(Records from a dataset)
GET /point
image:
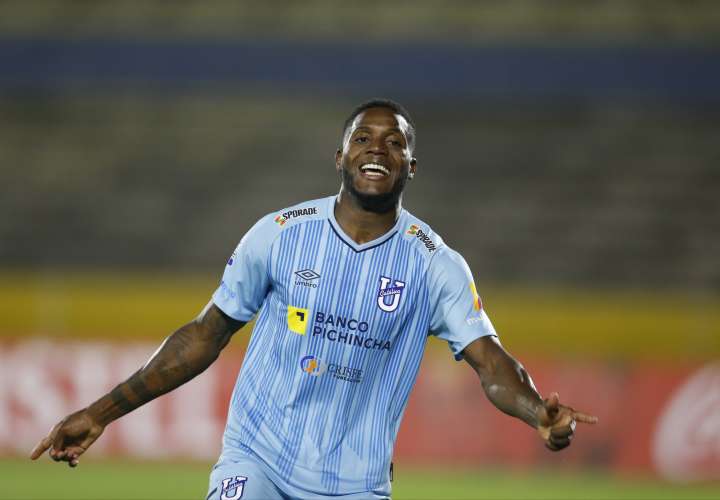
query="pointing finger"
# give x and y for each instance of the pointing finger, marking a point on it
(40, 448)
(585, 418)
(553, 401)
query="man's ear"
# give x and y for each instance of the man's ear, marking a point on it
(338, 158)
(413, 167)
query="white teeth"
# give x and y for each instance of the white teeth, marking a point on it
(374, 167)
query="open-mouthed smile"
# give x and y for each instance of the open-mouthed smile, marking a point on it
(374, 171)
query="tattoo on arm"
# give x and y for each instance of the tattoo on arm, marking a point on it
(183, 355)
(507, 384)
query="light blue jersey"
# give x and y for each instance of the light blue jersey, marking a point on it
(337, 343)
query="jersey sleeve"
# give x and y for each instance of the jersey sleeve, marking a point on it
(246, 280)
(458, 316)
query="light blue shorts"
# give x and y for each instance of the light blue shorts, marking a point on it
(244, 477)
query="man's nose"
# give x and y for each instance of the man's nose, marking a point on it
(378, 146)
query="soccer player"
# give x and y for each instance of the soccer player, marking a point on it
(346, 290)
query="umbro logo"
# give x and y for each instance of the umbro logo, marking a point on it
(307, 278)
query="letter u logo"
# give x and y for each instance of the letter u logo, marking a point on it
(232, 488)
(389, 296)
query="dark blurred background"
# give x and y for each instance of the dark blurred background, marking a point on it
(570, 150)
(559, 142)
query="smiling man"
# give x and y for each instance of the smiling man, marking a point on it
(346, 290)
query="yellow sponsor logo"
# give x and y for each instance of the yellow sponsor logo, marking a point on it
(297, 319)
(477, 303)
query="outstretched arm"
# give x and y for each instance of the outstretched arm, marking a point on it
(183, 355)
(509, 387)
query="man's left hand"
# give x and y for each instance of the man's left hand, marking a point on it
(556, 422)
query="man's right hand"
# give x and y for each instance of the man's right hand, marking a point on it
(69, 438)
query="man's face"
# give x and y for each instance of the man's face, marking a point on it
(375, 159)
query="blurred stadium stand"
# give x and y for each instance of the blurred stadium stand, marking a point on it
(568, 142)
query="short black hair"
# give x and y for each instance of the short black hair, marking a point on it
(395, 107)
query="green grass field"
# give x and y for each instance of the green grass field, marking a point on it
(127, 480)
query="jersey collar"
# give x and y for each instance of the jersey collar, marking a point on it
(349, 241)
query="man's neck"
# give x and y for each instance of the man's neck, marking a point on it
(361, 225)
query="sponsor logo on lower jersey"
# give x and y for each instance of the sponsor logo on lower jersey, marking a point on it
(232, 488)
(312, 366)
(315, 367)
(297, 319)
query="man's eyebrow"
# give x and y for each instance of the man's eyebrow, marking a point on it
(367, 129)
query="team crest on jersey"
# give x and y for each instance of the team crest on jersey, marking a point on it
(388, 298)
(232, 488)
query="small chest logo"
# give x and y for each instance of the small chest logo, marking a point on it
(232, 488)
(389, 296)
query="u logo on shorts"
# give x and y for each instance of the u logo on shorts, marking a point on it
(232, 488)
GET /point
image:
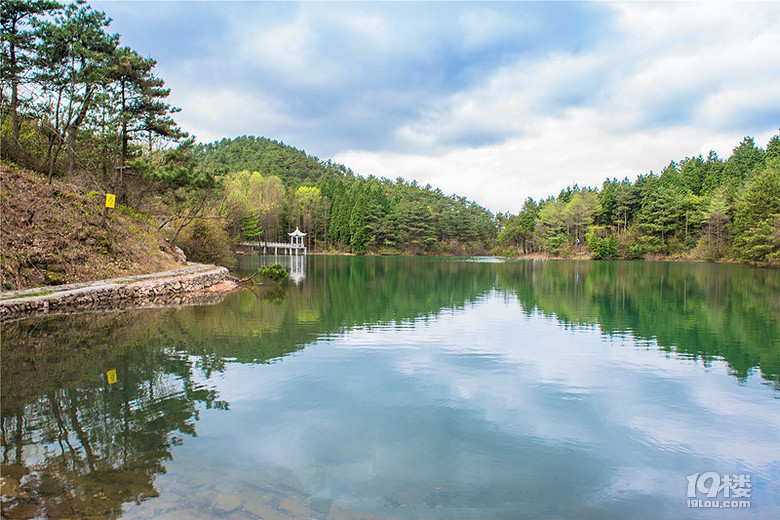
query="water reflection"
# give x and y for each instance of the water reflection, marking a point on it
(428, 387)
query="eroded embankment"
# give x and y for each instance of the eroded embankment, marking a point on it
(181, 286)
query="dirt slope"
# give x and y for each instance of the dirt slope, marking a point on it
(56, 233)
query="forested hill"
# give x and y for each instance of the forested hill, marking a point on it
(696, 209)
(271, 187)
(293, 167)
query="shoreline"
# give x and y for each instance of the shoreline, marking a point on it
(183, 286)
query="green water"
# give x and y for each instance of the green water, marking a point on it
(405, 388)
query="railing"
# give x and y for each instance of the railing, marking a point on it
(274, 245)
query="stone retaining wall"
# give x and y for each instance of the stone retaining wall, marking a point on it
(113, 293)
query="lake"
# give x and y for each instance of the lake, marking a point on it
(371, 387)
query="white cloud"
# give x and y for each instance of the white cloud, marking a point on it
(681, 79)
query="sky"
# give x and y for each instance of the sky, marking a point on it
(493, 101)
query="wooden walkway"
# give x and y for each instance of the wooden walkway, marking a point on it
(276, 246)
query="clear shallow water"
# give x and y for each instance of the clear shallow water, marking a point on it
(407, 388)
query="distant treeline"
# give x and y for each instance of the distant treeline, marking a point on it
(697, 208)
(77, 104)
(271, 187)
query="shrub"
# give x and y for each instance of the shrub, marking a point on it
(205, 241)
(275, 272)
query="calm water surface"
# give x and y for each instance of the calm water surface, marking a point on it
(405, 388)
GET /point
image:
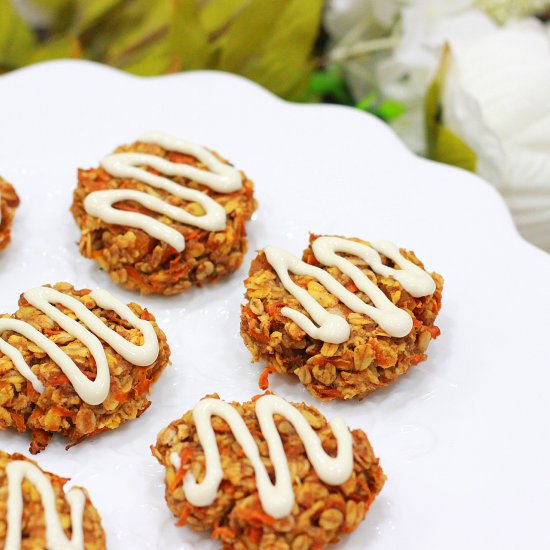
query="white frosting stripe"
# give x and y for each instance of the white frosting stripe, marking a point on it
(92, 392)
(220, 177)
(334, 328)
(276, 499)
(56, 539)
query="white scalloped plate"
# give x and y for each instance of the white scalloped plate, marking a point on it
(463, 438)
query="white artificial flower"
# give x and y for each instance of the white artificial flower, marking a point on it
(394, 47)
(496, 99)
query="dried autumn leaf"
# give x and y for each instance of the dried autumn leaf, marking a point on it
(17, 40)
(189, 46)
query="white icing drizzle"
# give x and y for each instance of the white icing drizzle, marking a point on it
(92, 392)
(56, 539)
(220, 177)
(332, 327)
(277, 499)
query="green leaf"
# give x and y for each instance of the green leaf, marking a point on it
(444, 145)
(450, 149)
(152, 61)
(17, 40)
(59, 13)
(89, 12)
(188, 40)
(282, 62)
(63, 47)
(249, 30)
(389, 110)
(128, 31)
(218, 14)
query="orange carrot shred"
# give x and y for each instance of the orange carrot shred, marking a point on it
(263, 380)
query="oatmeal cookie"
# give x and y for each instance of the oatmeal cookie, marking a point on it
(161, 215)
(9, 201)
(367, 356)
(77, 363)
(30, 529)
(244, 511)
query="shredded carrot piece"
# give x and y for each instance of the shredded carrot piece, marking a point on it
(58, 379)
(58, 410)
(256, 515)
(328, 392)
(258, 395)
(351, 287)
(145, 315)
(185, 458)
(183, 516)
(52, 331)
(122, 397)
(19, 421)
(219, 532)
(255, 535)
(263, 380)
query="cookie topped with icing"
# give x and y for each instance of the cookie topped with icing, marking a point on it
(348, 318)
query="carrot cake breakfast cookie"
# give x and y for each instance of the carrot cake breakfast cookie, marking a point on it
(164, 214)
(348, 318)
(9, 201)
(36, 512)
(77, 363)
(267, 473)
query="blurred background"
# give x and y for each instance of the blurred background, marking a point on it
(466, 82)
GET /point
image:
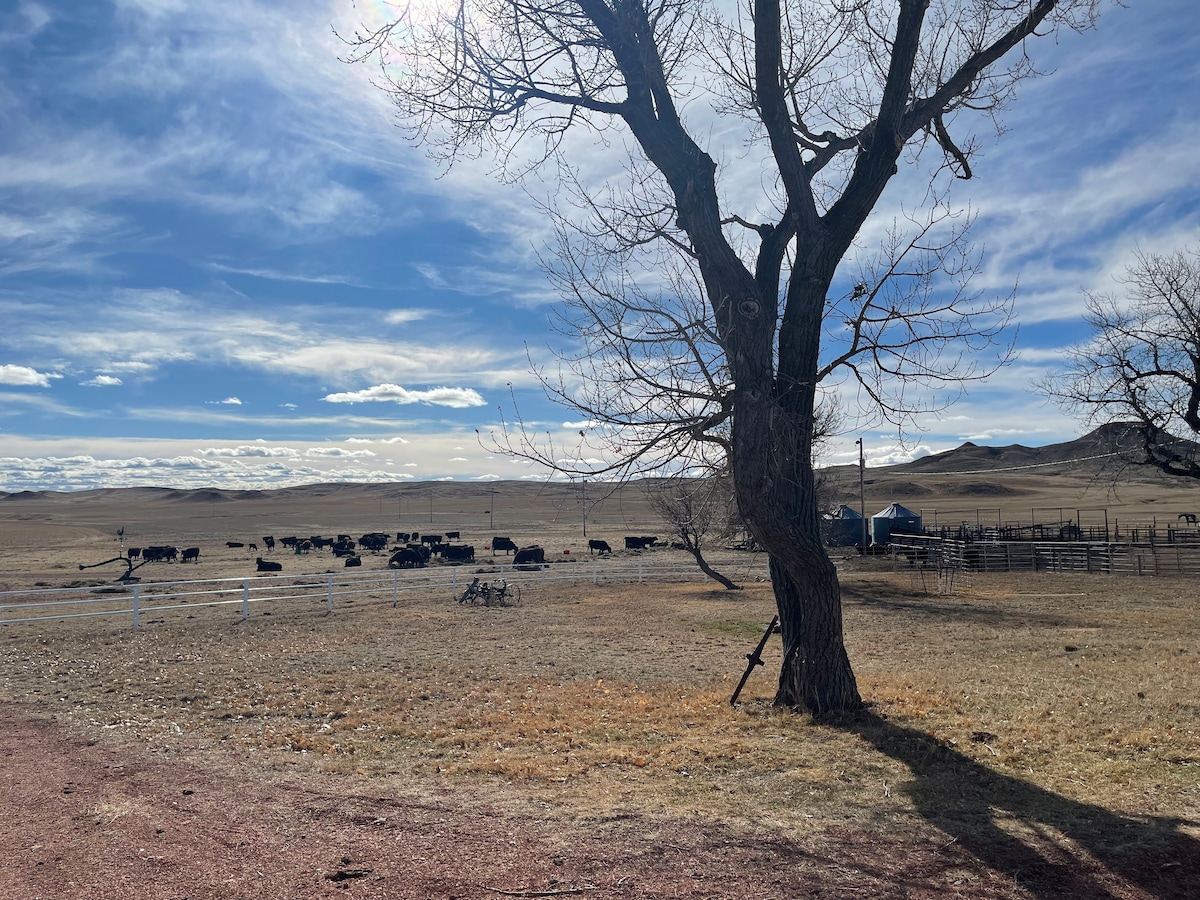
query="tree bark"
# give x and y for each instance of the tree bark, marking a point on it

#### WRITTEN TASK
Quote every line of the records above exactly; no picture is to be copied.

#### RESULT
GET /point
image:
query="pointing finger"
# give x and y for each instance of the pointing finger, marking a point on it
(40, 448)
(585, 418)
(553, 401)
query="man's ear"
# give x and y for each instance of the man's ear, marking a point on it
(338, 158)
(413, 167)
query="white teeth"
# give x and y for each instance of the white teeth, marking a point on it
(374, 167)
query="open-mouthed smile"
# give x and y for each instance of the open-mouthed smile, marking a point on it
(374, 171)
query="tattoo on arm"
# give x and y for each instance of the tattoo on arm, marking a point on it
(183, 355)
(507, 384)
query="light blue jersey"
# give x and y for each instance of the light blue jersey, marking a point on it
(337, 343)
query="jersey sleeve"
# give x and y for each instance of the jersey sleeve, marking a point on it
(246, 280)
(458, 316)
query="light blue shorts"
# give x and y for each instance of the light blue shorts, marking a point on it
(244, 477)
query="man's nose"
# give x and y for each instance of the man's nose, marking a point on it
(378, 146)
query="soccer player"
# give x and y for each instance of the soccer player, marking a point on it
(346, 290)
query="umbro logo"
# give x and y for each instance of the umbro logo, marking a point on it
(307, 278)
query="letter u logo"
# give x and y for each instance of the letter u logo, marking a point on it
(232, 488)
(389, 296)
query="dark blurred background"
# give x and y for each instance of the dark blurred background, marking a point on it
(570, 150)
(559, 142)
query="smiling man"
# give x and y for each instance of the smiling man, marking a point on it
(346, 290)
query="yellow sponsor logo"
# give x and y for each instance of the yellow sponsor logo, marking a point on it
(297, 319)
(477, 303)
query="outstretched arm"
# give x and y for each instance of the outstretched arm, marking a point on it
(183, 355)
(509, 387)
query="man's left hand"
# give x and y for each instance of the man's left hand, marking a point on it
(556, 422)
query="man's right hand"
# give x and y for each instance of the man's right hand, marking a point on it
(69, 438)
query="man's face"
# give x and y for each instance of the man's face, marking a point on it
(375, 159)
query="blurred stadium stand"
# give x and y for each instance of the blurred stadium stand, marking a point on it
(568, 142)
query="short black hair"
# give x and y for each instance of the short black hair, marking a point on it
(395, 107)
query="green grass field"
# give x and y for each instance of the green grass field, marking a point on it
(127, 480)
query="jersey collar"
# give x and y for each instance of the jersey collar, marking a point on it
(349, 241)
query="man's neck"
# give x and y for each instance of the man's neck, marking a point on it
(361, 225)
query="sponsor logo on lower jersey"
# give x and y for each instance of the sponsor logo on lower jersey, marking a point on it
(232, 488)
(312, 366)
(315, 367)
(297, 319)
query="man's eyebrow"
# give x and y for each instance of the man's eyebrow, marking a point on it
(367, 129)
query="team crest on jersey"
# give x and y for each instance of the team crest on jersey, marking a point on it
(388, 298)
(232, 488)
query="small chest logo"
# give x and y for each instance of the small chest logo, marking a point on it
(232, 488)
(389, 296)
query="u logo on shorts"
# give x and y for each instance of the u logo on shorts, marking a point on it
(232, 488)
GET /point
image:
query="water reflection"
# give x and y for each instance of the water reflection, marking a point on it
(428, 387)
query="eroded embankment"
# give x and y for each instance of the eroded embankment, marking a point on it
(181, 286)
query="dirt slope"
# give x and y for each instance of the dirt slope, marking a point on it
(56, 233)
query="forested hill"
# give x and y for each instance of the forested hill, marking a point on it
(696, 209)
(271, 187)
(293, 167)
query="shoreline"
# give x and y for each instance of the shoreline, marking a point on it
(183, 286)
query="green water"
# give x and y for each instance of the green water, marking a point on it
(405, 388)
query="railing"
# give x and y for each instance of the railing, marking a point on it
(274, 245)
query="stone retaining wall"
# give x and y for each instance of the stone retaining wall, marking a point on it
(113, 293)
query="lake"
# give x and y for each instance of the lake, marking a point on it
(371, 387)
query="white cloud"
# give x and y for each instance of the white cloud, marking a point on it
(681, 79)
query="sky"
# give x and y for each instance of the sky, marking a point on it
(493, 101)
query="wooden walkway"
# give x and y for each instance of the wooden walkway, marking a point on it
(276, 246)
query="clear shallow water"
# give x and y for each instance of the clear shallow water, marking a point on it
(407, 388)
query="distant treeline"
# give x and y for each instance of the distant treeline, marking a point on it
(697, 208)
(77, 104)
(271, 187)
query="shrub"
# give x and y for each instance of the shrub, marking a point on it
(205, 241)
(275, 272)
query="calm water surface"
# give x and y for each instance of the calm water surface, marking a point on it
(405, 388)
GET /point
image:
query="white frosting stripe"
# give x and y for each instance of the white frosting stripe, marking a point on it
(92, 392)
(220, 177)
(334, 328)
(276, 499)
(56, 539)
query="white scalloped plate"
# give x and y for each instance of the white scalloped plate, marking a point on it
(463, 438)
query="white artificial flower"
# give x and y for each instance of the white artificial flower, marking a point on it
(394, 47)
(496, 99)
query="dried autumn leaf"
# give x and y for each instance of the dried autumn leaf, marking a point on it
(17, 40)
(189, 46)
query="white icing drizzle"
# give x and y for each instance of the white icing drizzle, marking a point on it
(92, 392)
(56, 539)
(220, 177)
(332, 327)
(277, 499)
query="green leaf"
# give x and y for each instance of the green leaf, marking a point on it
(444, 145)
(450, 149)
(152, 61)
(17, 40)
(59, 13)
(89, 12)
(188, 40)
(282, 62)
(63, 47)
(249, 30)
(389, 110)
(128, 31)
(218, 14)
query="orange carrot shred"
# give x and y for each instance of the orange carrot shred, marking a point on it
(263, 380)
query="oatmeal cookie"
# give x and y for each instance of the oatmeal cookie, marking a point on it
(161, 215)
(9, 201)
(367, 356)
(77, 363)
(30, 529)
(244, 511)
query="shredded carrot piece"
# give x and y for each instance of the shredded carrot piece, marking a point on it
(58, 379)
(58, 410)
(256, 515)
(328, 392)
(258, 395)
(351, 287)
(145, 315)
(185, 458)
(183, 516)
(52, 331)
(122, 397)
(19, 421)
(219, 532)
(255, 535)
(263, 380)
query="cookie topped with icing"
# give x and y for each instance of the cookie topped with icing, marking a point on it
(348, 318)
query="carrot cake breakfast cookie"
# give x and y for each instance of the carrot cake breakfast cookie, marking a point on it
(164, 214)
(348, 318)
(9, 201)
(36, 512)
(77, 363)
(267, 473)
query="blurred background"
# give x and y for each instance of the blurred background, marking a point on it
(466, 82)
GET /point
image:
query="tree bark"
# give x and y for each instance of the tree bark, marking a point on it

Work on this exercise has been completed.